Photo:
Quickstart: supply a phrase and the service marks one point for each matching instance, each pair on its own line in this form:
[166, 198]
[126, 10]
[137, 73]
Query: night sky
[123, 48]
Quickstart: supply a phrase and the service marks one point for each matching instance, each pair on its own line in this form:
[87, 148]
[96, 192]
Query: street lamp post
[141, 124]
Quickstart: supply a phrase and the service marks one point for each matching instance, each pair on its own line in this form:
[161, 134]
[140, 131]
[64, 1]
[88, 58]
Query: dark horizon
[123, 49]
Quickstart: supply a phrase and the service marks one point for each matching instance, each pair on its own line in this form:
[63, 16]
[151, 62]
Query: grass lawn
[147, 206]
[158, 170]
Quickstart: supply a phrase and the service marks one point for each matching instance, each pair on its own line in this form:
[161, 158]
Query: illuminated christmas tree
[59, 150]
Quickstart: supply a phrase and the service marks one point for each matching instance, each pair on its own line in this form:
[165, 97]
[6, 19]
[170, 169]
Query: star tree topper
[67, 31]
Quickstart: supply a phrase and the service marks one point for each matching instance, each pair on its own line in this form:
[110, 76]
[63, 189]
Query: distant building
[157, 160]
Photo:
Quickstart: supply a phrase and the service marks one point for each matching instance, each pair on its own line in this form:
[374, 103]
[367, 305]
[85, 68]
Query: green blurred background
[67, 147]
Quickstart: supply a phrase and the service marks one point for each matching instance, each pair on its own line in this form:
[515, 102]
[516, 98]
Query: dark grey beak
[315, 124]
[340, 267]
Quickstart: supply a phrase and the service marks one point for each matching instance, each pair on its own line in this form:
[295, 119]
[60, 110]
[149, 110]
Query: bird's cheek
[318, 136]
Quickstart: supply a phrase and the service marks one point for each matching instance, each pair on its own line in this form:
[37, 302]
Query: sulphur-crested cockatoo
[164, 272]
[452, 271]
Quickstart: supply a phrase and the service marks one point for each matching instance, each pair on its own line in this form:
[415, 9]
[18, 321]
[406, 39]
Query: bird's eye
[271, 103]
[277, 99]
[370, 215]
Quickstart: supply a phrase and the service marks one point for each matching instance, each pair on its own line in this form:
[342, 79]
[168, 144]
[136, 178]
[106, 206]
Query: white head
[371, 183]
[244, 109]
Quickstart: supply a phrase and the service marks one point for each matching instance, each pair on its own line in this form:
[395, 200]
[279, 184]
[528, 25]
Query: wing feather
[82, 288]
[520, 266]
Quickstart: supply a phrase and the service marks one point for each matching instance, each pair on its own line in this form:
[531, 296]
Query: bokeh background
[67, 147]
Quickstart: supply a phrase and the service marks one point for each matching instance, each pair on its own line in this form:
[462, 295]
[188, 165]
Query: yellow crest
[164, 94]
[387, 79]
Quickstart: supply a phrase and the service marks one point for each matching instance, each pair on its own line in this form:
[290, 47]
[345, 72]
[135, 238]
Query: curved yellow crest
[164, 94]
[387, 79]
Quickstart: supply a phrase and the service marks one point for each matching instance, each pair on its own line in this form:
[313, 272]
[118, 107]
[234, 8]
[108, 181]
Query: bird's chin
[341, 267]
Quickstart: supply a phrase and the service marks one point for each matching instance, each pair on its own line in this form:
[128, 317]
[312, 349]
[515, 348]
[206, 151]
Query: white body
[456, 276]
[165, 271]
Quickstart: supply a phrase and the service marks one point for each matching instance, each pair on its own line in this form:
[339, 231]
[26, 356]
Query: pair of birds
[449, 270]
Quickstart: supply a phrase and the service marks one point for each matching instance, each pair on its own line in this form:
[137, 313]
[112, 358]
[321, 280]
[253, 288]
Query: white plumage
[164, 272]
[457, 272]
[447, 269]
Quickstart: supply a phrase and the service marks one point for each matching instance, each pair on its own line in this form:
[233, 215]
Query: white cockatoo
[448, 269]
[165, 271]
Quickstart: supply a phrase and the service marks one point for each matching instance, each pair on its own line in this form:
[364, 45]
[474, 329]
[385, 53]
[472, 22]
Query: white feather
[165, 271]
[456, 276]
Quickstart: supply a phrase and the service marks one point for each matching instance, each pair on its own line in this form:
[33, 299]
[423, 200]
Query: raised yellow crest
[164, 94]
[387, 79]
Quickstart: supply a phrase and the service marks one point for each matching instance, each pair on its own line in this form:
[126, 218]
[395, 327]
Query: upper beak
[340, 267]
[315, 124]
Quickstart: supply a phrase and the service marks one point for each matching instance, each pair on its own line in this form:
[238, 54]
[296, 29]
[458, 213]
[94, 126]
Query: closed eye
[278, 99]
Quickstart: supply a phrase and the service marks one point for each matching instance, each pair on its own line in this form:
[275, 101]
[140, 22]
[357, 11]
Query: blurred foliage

━━━━━━━━━━━━━━━━

THE TASK –
Find every line in the records that contains the word "blurred" and copy each such line.

COMPLETE OUTPUT –
Query: green blurred background
Query: blurred foliage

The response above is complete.